(WORK TO COMPLETE) Resume the article on freezing equipment for food processing, continuing from its final sentence.
BEGIN SOURCE DOCUMENT
Food processing, practically by definition, involves the use of heat. Once the processing transformation has taken place, the food will need to be cooled. There are plenty of reasons to cool products and processes, and many temperature-reduction equipment systems are available in myriad configurations effective at removing processing heat. This article will explore 7 points to consider about freezing equipment for food processing and other process applications.
1. Process Cooling Is Predominantly about Time and Temperature
Most of us know process cooling is about time and temperature from simple experience —either with food and our home refrigerators and freezers, or from weather changes and being outdoors. Time comes in as such: all things being equal, a 70°F (21°C) product subjected to a 0°F (-17°C) freezer overnight will likely be frozen while the same product in that freezer for an hour will likely only see a few degrees of temperature reduction. Temperature comes in where that 70°F product, if placed in the freezer rather than the refrigerator, will reduce in temperature at a faster rate.
For process cooling, the operating temperature of the equipment frequently can be substantially lower than the desired final temperature of the material being cooled. By depressing the operating temperature, the food can be cooled much faster than expecting the product to simply reach the target storage temperature. This segregates process cooling from chilled storage. Process cooling is a purposeful and meaningful temperature change as part of the process. By contrast, any temperature change imparted by a storage cooler or freezer generally stems from an unintended rise in temperature during the accumulated time for transportation, general product exposure without temperature control or under chilling during the initial process cooling step.
Food products typically are chilled or frozen with reasonable dimensions for individual consumption.
2. Process Cooling Is about Convection and Conduction
Convection and conduction also play roles in process cooling. Regarding convection, suppose you stand outside on a 50°F (10°C) day. You will get chilled much faster if there is a breeze than if the air is still. Regarding conduction, exposure to a 50°F day with slight air movement would not likely result in hypothermia. If you were exposed to 50°F slightly moving water, however, you would likely develop hypothermia. This is because water has much greater conduction than air.
END SOURCE DOCUMENT
BEGIN DATASET
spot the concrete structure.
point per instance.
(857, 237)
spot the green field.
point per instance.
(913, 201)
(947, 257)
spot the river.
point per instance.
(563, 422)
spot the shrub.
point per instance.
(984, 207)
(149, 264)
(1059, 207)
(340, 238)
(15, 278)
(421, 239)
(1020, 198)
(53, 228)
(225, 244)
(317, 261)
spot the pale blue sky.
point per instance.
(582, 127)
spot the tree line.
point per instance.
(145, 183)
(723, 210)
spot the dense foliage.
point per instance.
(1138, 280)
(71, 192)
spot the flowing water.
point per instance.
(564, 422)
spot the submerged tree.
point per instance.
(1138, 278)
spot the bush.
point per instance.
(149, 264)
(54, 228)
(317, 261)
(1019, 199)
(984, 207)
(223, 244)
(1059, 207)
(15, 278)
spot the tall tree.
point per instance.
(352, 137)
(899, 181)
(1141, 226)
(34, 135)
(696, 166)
END DATASET
BEGIN DATASET
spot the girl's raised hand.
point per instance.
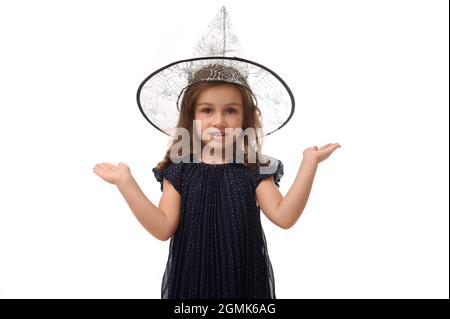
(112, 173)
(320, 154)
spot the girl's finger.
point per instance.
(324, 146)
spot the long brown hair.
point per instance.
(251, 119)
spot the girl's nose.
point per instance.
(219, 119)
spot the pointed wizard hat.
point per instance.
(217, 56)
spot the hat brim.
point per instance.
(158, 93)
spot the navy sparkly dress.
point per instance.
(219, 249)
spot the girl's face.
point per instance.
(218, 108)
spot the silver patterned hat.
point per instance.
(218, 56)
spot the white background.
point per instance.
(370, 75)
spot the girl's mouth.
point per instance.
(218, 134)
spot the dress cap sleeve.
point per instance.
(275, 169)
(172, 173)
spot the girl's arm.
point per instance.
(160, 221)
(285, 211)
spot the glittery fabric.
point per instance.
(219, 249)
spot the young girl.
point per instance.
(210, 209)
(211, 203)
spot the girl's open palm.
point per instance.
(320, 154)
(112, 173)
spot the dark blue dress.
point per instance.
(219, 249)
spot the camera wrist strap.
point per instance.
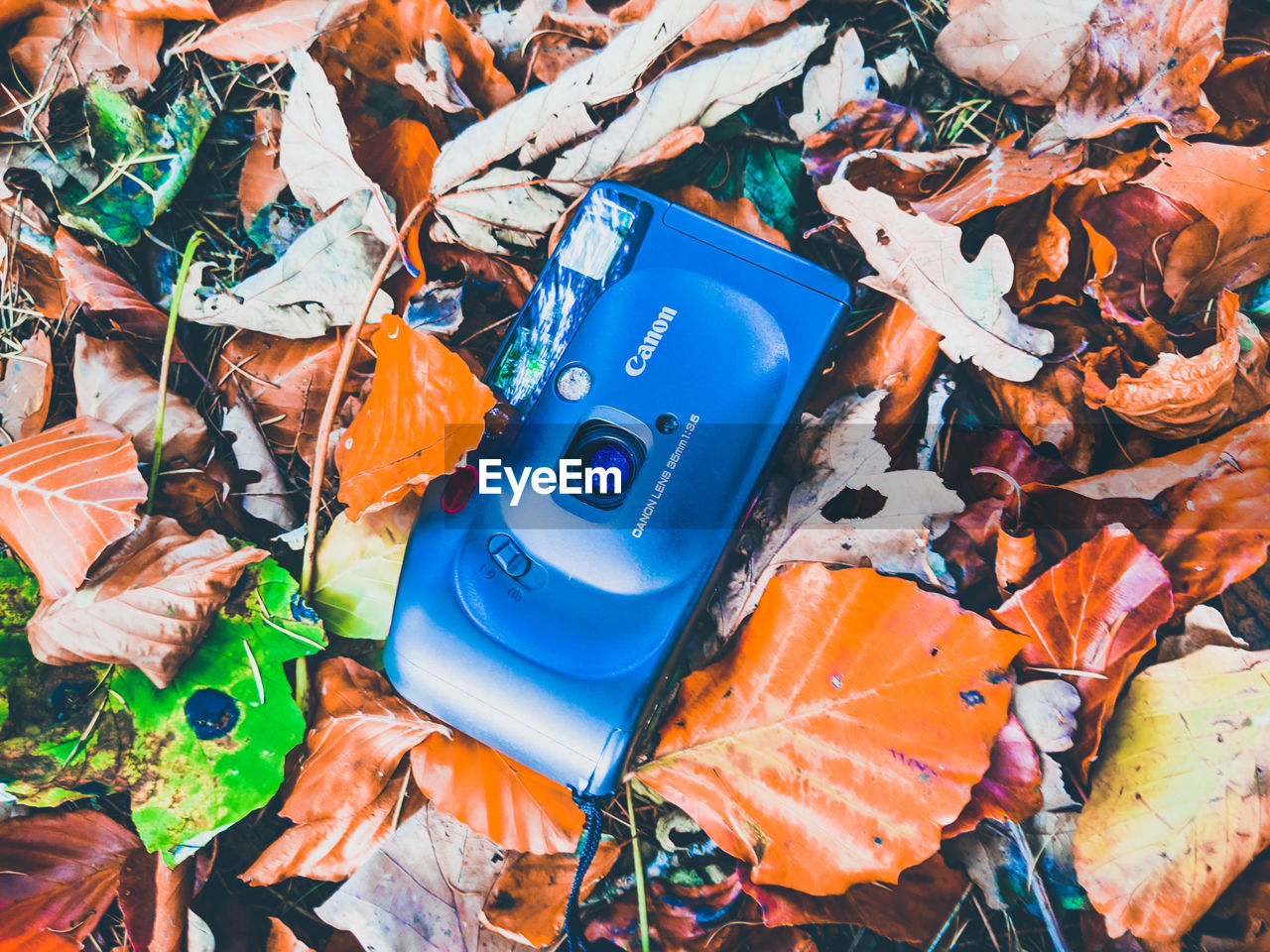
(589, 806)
END DATASET
BEGIN DATASET
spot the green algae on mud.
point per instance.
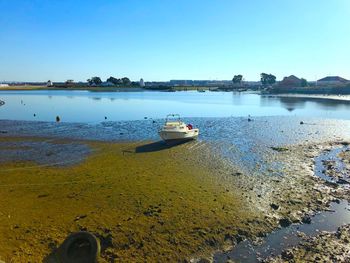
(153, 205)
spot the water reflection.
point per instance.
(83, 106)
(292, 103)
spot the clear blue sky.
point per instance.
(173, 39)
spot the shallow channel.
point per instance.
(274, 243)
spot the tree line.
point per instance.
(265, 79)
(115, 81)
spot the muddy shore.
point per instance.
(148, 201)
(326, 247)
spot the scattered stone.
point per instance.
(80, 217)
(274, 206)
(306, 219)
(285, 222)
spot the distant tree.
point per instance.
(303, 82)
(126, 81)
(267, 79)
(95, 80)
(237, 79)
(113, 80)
END DATASET
(TASK RESULT)
In the case of process cooling, the heat transfer through convection by air is improved with higher velocities of the air in and around the products. If product temperature is being lowered through circulated chilled air, there is not much to be done to improve conduction. If, however, water or another liquid could be used, conductive heat transfer could be greatly improved. Cryogenics use this feature to great advantage. Contact with carbon dioxide snow, or direct impingement of liquid nitrogen, greatly increases conduction for more effective cooling.
By depressing the operating temperature, food can be cooled much faster than expecting the product to simply reach the target storage temperature. This segregates process cooling from chilled storage. Process cooling is the purposeful and meaningful temperature change as part of the process.
3. Consider Practical and Financial Limitations to Cooling Rates
So far, it seems like decreasing temperature while increasing convection and conduction will speed the cooling rate indefinitely. From a financial standpoint, however, continuing to decrease the operating temperature becomes more and more expensive. Mechanically, adding higher horsepower fans to improve convection can begin to add heat to the system — with little or no improvement to heat transfer.
Process cooling also is limited by the ability of the product to internally conduct heat. Again, you likely know this from real-world experiences. For instance, baked potatoes can stay hot enough to burn your mouth for quite some time while something like toast barely stays warm long enough to melt the butter. Or, think about the example from the heat-removal side. For a product with low internal conduction, once the surface of the product reaches the temperature of the freezer, heat transfer is no longer taking place. The product continues to conduct heat internally, incrementally warming the surface temperature, but this internal conduction begins to limit the cooling rate.
The overall size of the portion is determined by height, width and depth. Minimizing one of the three dimensions of a product can improve the impact of freezer temperature reduction, increase convection and optimize conduction.
4. Most Products Require Time to Equilibrate
As few foods or materials have perfect internal conduction, when using an environment that is below the desired temperature for cooling, the material will complete its cooling cycle while there are still temperature gradients within the material. If the time, temperature, convection and conduction are established properly, the material being cooled will complete the cooling cycle when the proper number of BTUs have been removed — not necessarily when the material has a perfectly uniform temperature throughout.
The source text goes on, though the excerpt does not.